■ **Task to complete**
Edit the lines below so that "stone wall" becomes "rock wall" wherever it occurs, and leave everything else unchanged.

[Records excerpted from a collection]

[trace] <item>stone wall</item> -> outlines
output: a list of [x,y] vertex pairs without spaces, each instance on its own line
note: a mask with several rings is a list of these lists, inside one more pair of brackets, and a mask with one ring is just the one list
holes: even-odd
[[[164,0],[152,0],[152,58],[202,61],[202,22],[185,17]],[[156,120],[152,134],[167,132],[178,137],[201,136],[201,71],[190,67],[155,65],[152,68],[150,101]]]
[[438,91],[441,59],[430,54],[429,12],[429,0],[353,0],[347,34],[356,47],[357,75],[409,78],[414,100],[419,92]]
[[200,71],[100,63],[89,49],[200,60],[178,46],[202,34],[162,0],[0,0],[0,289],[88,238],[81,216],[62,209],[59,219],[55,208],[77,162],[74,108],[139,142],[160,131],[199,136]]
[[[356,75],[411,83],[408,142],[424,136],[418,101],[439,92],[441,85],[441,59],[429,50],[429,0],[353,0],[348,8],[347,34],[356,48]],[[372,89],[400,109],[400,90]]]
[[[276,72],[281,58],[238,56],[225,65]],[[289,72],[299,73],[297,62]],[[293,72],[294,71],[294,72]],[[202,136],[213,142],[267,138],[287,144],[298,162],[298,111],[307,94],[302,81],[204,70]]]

■ **Result**
[trace] <item>rock wall</item> -> outlines
output: a list of [x,y] vertex pairs without spaces, each instance on its own line
note: a mask with several rings is a list of these lists, inside one more pair of brackets, and a mask with one ring is just the one list
holes: even-odd
[[[164,0],[152,0],[152,58],[202,61],[202,22],[185,17]],[[156,120],[152,134],[167,132],[178,137],[201,136],[201,71],[190,67],[155,65],[152,68],[150,101]]]
[[438,91],[441,59],[430,54],[429,12],[429,0],[353,0],[347,34],[356,47],[357,75],[409,78],[414,100],[419,92]]
[[200,71],[100,63],[89,49],[200,60],[178,46],[202,34],[162,0],[0,0],[0,289],[88,238],[81,216],[62,209],[59,219],[55,208],[77,162],[74,108],[139,142],[160,131],[199,136]]
[[[356,75],[411,83],[408,142],[424,136],[418,101],[439,92],[441,85],[441,59],[429,50],[429,0],[353,0],[348,8],[347,34],[356,48]],[[372,89],[400,109],[400,90]]]
[[[276,72],[281,58],[238,56],[225,65]],[[289,72],[299,73],[297,62]],[[293,72],[294,71],[294,72]],[[202,136],[213,142],[267,138],[287,144],[298,162],[298,111],[307,94],[302,81],[204,70]]]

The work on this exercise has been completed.